## [WHAT IS NEEDED]
Show every line of the data below that includes the word "garden".

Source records
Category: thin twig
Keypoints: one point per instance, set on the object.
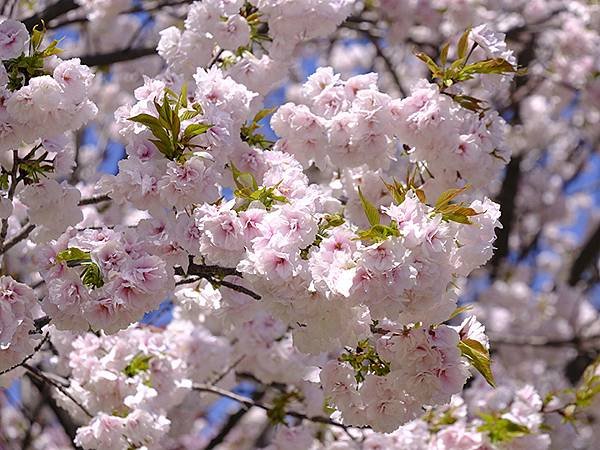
(249, 403)
(43, 377)
(28, 357)
(93, 200)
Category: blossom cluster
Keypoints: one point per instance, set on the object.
(238, 32)
(18, 309)
(129, 381)
(103, 279)
(52, 101)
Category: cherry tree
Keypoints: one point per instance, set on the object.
(279, 224)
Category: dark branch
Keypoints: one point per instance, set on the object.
(105, 59)
(506, 198)
(51, 12)
(586, 258)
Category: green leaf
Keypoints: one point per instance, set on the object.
(479, 357)
(446, 197)
(263, 113)
(196, 129)
(73, 254)
(489, 66)
(365, 360)
(147, 120)
(500, 429)
(188, 115)
(463, 44)
(433, 67)
(371, 211)
(92, 275)
(140, 363)
(459, 310)
(444, 53)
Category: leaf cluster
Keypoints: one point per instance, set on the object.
(139, 364)
(365, 360)
(325, 223)
(377, 232)
(173, 142)
(479, 357)
(91, 275)
(249, 134)
(455, 212)
(248, 190)
(460, 70)
(500, 429)
(25, 67)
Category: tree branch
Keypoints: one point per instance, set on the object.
(587, 257)
(105, 59)
(51, 12)
(506, 198)
(249, 403)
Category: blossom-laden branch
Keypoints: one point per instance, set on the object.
(28, 357)
(37, 373)
(250, 403)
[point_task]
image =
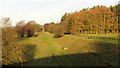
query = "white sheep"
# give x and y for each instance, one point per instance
(64, 48)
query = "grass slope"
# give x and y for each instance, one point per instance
(45, 50)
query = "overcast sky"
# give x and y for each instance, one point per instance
(45, 11)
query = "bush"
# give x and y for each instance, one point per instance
(11, 51)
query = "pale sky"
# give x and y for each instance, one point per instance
(45, 11)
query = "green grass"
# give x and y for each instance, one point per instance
(45, 50)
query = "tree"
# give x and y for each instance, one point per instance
(11, 50)
(63, 17)
(59, 31)
(20, 28)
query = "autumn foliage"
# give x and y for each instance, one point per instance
(96, 20)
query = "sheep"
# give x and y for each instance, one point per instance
(64, 48)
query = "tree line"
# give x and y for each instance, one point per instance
(96, 20)
(12, 51)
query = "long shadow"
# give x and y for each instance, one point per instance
(104, 56)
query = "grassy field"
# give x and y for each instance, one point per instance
(45, 50)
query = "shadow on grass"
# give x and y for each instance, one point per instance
(104, 56)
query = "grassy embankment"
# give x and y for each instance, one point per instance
(45, 50)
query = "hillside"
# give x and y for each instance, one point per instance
(45, 50)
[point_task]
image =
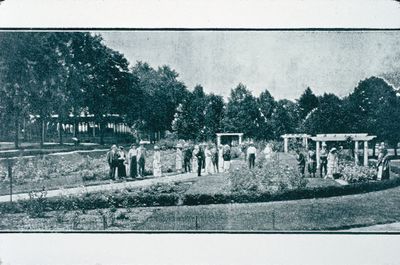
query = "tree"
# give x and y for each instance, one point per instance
(307, 102)
(328, 117)
(241, 114)
(266, 105)
(373, 107)
(214, 113)
(285, 118)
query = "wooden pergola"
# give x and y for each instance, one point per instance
(240, 135)
(356, 137)
(286, 138)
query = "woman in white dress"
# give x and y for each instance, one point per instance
(194, 158)
(221, 158)
(179, 158)
(333, 163)
(157, 162)
(268, 151)
(209, 164)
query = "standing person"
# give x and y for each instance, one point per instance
(312, 162)
(268, 151)
(200, 160)
(301, 162)
(333, 163)
(132, 161)
(188, 158)
(209, 163)
(227, 158)
(121, 163)
(178, 158)
(323, 157)
(251, 155)
(194, 158)
(214, 158)
(112, 159)
(221, 158)
(383, 164)
(141, 156)
(157, 162)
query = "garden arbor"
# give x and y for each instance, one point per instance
(356, 137)
(219, 135)
(286, 138)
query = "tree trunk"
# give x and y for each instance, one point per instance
(60, 132)
(42, 134)
(101, 133)
(16, 140)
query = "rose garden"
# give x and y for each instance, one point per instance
(60, 116)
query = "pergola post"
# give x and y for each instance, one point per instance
(317, 152)
(285, 144)
(365, 153)
(356, 152)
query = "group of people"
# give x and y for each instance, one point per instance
(329, 162)
(203, 158)
(124, 164)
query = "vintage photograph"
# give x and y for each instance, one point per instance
(200, 130)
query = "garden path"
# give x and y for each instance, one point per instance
(110, 186)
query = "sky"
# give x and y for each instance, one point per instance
(284, 62)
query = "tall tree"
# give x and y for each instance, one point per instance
(241, 114)
(266, 105)
(307, 102)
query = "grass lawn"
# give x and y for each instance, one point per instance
(310, 214)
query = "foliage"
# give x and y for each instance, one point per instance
(267, 177)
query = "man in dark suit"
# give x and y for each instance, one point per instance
(112, 159)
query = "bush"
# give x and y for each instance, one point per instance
(267, 177)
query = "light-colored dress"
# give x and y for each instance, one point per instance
(195, 160)
(179, 159)
(268, 152)
(221, 159)
(209, 167)
(157, 164)
(332, 165)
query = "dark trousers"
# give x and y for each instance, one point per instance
(133, 167)
(141, 166)
(302, 168)
(324, 168)
(252, 160)
(112, 171)
(200, 164)
(187, 165)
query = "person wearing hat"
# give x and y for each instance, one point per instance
(157, 162)
(112, 159)
(141, 156)
(200, 157)
(332, 163)
(121, 169)
(312, 162)
(383, 164)
(251, 155)
(195, 162)
(227, 158)
(132, 161)
(187, 158)
(178, 158)
(323, 157)
(208, 160)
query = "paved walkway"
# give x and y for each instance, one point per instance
(106, 187)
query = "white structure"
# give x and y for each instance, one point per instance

## [ANSWER TO THIS TASK]
query = "garden arbor"
query = "rose garden"
query = "garden path"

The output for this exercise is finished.